In the entries that follow, the first line to write out is the one containing "Guideline: for every instance of the nfl", and the last is the one containing "Guideline: for every instance of the mustache, the". Reproduce that stretch exactly, with nothing before or after it.

[[ Data for this exercise, beginning ]]

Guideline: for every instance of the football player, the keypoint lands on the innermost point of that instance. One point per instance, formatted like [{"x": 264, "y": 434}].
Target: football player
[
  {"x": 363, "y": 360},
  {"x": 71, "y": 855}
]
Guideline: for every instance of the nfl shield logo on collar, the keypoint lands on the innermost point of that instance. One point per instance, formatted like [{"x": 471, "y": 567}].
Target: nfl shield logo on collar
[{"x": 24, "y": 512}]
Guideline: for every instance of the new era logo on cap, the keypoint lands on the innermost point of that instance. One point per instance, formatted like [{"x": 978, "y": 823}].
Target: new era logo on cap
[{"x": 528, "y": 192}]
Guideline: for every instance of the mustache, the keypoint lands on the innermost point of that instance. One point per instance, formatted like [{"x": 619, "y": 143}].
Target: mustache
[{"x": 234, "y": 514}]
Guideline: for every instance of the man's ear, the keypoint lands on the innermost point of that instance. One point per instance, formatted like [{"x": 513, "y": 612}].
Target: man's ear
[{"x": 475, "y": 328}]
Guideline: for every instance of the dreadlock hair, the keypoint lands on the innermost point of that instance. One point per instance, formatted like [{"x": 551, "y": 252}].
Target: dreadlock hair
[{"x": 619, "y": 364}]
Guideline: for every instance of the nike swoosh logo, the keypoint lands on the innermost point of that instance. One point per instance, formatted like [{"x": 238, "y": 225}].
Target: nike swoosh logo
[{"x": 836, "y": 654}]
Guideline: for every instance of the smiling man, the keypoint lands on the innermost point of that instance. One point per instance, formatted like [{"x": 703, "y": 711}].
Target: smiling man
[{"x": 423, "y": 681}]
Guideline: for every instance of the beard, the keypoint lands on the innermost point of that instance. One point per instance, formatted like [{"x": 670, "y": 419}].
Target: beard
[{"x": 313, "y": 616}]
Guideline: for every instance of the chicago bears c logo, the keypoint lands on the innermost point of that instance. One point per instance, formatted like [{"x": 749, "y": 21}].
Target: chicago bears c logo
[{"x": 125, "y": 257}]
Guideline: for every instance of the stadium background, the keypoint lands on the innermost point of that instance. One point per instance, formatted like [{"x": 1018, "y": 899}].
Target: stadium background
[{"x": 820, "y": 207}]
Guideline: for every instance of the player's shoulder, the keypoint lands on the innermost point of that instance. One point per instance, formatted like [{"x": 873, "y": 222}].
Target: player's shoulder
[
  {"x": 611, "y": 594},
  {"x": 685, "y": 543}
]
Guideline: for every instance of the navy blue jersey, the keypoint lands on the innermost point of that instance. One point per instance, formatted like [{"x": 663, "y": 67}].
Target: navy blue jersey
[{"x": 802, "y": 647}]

[[ Data for this exercise, end ]]

» **Solution**
Guideline: for every instance of the nfl shield logo on collar, the keypoint lands on the innermost point of that instance. One point per instance, formatted like [{"x": 471, "y": 567}].
Target: nfl shield logo on collar
[{"x": 24, "y": 512}]
Guideline: for every instance of the new era logo on cap, the keypoint lands on the innermost point of that instance. One point per instance, formatted like [{"x": 978, "y": 823}].
Target: new era logo on cap
[{"x": 528, "y": 192}]
Guideline: for every instance of the mustache, the keypoint lands on the innermost point of that instance. One point per instance, formatted like [{"x": 619, "y": 143}].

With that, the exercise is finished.